## DESCRIPTION OF THE TASK
Read through the material below and find each line that has the word "white"; copy it.

## TASK INPUT

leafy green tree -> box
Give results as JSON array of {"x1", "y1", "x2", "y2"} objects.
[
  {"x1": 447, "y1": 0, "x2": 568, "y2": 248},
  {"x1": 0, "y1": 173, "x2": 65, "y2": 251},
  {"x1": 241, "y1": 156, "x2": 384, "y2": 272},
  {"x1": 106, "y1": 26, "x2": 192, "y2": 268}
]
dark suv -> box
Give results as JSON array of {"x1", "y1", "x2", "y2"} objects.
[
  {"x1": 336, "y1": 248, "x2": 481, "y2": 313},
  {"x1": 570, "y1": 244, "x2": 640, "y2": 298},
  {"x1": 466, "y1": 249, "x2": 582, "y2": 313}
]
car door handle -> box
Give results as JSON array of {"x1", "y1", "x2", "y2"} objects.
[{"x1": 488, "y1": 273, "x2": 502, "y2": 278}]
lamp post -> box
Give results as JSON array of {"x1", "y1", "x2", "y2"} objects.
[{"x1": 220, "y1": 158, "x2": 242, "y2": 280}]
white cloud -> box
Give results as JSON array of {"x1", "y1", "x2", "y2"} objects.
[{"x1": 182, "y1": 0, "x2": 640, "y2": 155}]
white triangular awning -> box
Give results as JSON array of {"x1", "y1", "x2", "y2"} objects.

## RESPONSE BOX
white cloud -> box
white triangular awning -> box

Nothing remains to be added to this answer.